++++ Alıntı ++++

Avrupa şampiyonasında alınan mağlubiyetler ve ilk turda elenmemizin üzücü sonuçlarını yaşamaya başladık bile. İstanbul’da yapılan Tübad-Banvit turnuvasına güçlü takımlar katılmasına rağmen turnuva boyunca tribünler bomboştu.Turnuvanın ilk günü cumaydı hafta sonu tribünler dolar diye ümitliydik ama beklenen olmadı son gün tribünlerde sadece 20-25 Galatasaray taraftarı vardı. Hayatını basketbola adamış basketbol adamlarımızın eğer bu gidiş sürecekse buna bir çare bulmaları gerekli. Beko lig bu güne kadar ki en çekişmeli lig olacak bu muhakkak ama bu yıl da tribünler boş kalır, yazılı basında basketbol layık olduğu yeri bulamazsa hepimize herkese çok yazık olur.

++++

**Görev koşulları:**
[A] Alıntıya göre Tübad-Banvit turnuvasının son gününde tribünlerde kimler vardı?
[B] Alıntıdaki "Avrupa şampiyonasında alınan" ile başlayıp "çok yazık olur." ile biten kısmı birebir tekrarlayın.
Bundan sonraki satırlar alıntıdan ayrı bir malzemedir.

++++ Verilen malzeme ++++

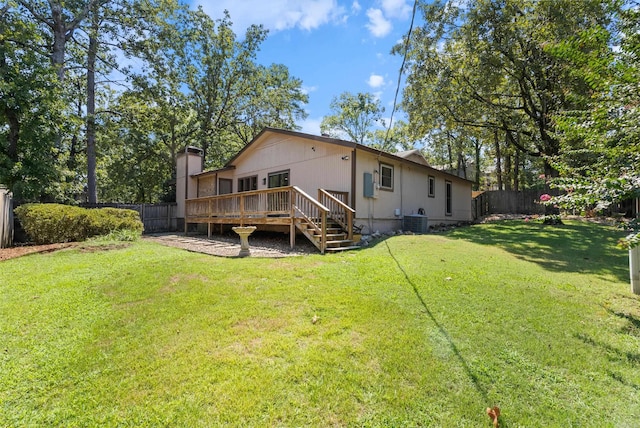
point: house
(280, 174)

++++

**Cevaplar aşağıda:**
[A] Sadece 20-25 Galatasaray taraftarı vardı.

[B]
Avrupa şampiyonasında alınan mağlubiyetler ve ilk turda elenmemizin üzücü sonuçlarını yaşamaya başladık bile. İstanbul’da yapılan Tübad-Banvit turnuvasına güçlü takımlar katılmasına rağmen turnuva boyunca tribünler bomboştu.Turnuvanın ilk günü cumaydı hafta sonu tribünler dolar diye ümitliydik ama beklenen olmadı son gün tribünlerde sadece 20-25 Galatasaray taraftarı vardı. Hayatını basketbola adamış basketbol adamlarımızın eğer bu gidiş sürecekse buna bir çare bulmaları gerekli. Beko lig bu güne kadar ki en çekişmeli lig olacak bu muhakkak ama bu yıl da tribünler boş kalır, yazılı basında basketbol layık olduğu yeri bulamazsa hepimize herkese çok yazık olur.